━━ EXERCISE INPUT ━━
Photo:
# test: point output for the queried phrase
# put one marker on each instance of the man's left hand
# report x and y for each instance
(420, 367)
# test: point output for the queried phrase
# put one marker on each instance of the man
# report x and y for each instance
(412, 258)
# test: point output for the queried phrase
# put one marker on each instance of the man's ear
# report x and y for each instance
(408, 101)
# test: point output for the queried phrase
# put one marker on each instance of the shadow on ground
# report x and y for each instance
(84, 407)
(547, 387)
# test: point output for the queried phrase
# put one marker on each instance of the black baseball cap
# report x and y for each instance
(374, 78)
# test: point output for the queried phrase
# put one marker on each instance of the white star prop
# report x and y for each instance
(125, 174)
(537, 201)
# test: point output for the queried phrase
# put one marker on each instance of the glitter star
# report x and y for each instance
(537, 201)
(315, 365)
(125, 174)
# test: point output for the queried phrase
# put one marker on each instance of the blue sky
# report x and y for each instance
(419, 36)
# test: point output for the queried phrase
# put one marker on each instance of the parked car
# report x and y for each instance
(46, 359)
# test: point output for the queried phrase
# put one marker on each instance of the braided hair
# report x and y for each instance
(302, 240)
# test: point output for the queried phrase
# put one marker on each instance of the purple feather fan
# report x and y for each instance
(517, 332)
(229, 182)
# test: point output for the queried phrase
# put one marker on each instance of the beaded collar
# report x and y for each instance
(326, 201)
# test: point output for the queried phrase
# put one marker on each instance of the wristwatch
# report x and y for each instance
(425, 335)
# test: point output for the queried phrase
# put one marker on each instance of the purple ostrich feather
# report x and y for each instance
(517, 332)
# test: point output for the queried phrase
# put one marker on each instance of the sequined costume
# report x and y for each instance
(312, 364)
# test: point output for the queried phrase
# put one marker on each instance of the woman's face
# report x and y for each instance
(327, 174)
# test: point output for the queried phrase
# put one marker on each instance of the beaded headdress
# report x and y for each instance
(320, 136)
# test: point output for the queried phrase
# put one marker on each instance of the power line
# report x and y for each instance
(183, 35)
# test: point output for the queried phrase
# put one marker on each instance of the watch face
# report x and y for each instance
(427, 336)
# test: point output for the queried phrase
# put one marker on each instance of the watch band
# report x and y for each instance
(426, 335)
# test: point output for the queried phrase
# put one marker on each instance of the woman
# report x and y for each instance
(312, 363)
━━━
ABOUT THIS EXERCISE
An exact copy of every line above is needed.

RESPONSE FOR THIS EXERCISE
Photo:
# test: point output for the queried phrase
# put one marker on each instance of the man's left hand
# report x and y for each instance
(420, 367)
# test: point output for the queried phrase
# put one marker on each instance of the man
# report x and y for each instance
(412, 258)
# test: point output for the queried phrase
# put one marker on each instance of the man's ear
# report x and y for each instance
(408, 101)
# test: point output for the queried phrase
# put one marker on each instance of the shadow on ground
# report x and y for each instance
(84, 407)
(547, 387)
# test: point output for the queried phrase
# put one marker on each instance of the black baseball cap
# report x and y for each instance
(374, 78)
# test: point output for the queried phrase
# put one marker on each instance of the white star prop
# report x and y for each instance
(125, 174)
(537, 201)
# test: point output for the queried phrase
# put one marker on each instance of the glitter star
# report x and y for each instance
(537, 201)
(315, 365)
(125, 174)
# test: point output for the queried phrase
# put one marker on each instance of the blue sky
# report x and y for each instance
(419, 36)
# test: point output for the queried phrase
# put one marker on each instance of the parked car
# report x and y for each instance
(46, 359)
# test: point output for the queried phrase
# put one marker on each instance of the braided hair
# report x and y for each instance
(302, 240)
# test: point output for the queried phrase
# put one marker on each instance of the purple feather fan
# report x and y for each instance
(517, 332)
(229, 182)
# test: point output for the queried phrase
# put one marker on each instance of the beaded collar
# report x and y for each instance
(326, 201)
# test: point output for the queried phrase
# put one marker on each instance of the wristwatch
# report x and y for each instance
(425, 335)
# test: point output for the queried phrase
# put one marker on each instance of the purple ostrich feather
# report x and y for each instance
(517, 332)
# test: point output for the queried phrase
# put one marker on each instance of the sequined costume
# report x and y for each instance
(312, 364)
# test: point output for the queried phrase
# put one marker on each instance of the woman's face
# report x and y for each instance
(327, 174)
# test: point output for the queried phrase
# put one marker on each instance of the beaded headdress
# report x and y for each instance
(320, 136)
# test: point output for the queried phrase
# put one marker on each instance of the power line
# report x and y for each instance
(183, 35)
# test: point output for the queried phrase
# put one marker on each instance of the watch face
# report x and y for each instance
(427, 336)
# test: point output for the queried phrase
# put one marker on each instance of the watch band
# report x and y for each instance
(426, 335)
# test: point output for the queried phrase
# put one marker on each instance of the woman
# report x and y for each instance
(312, 363)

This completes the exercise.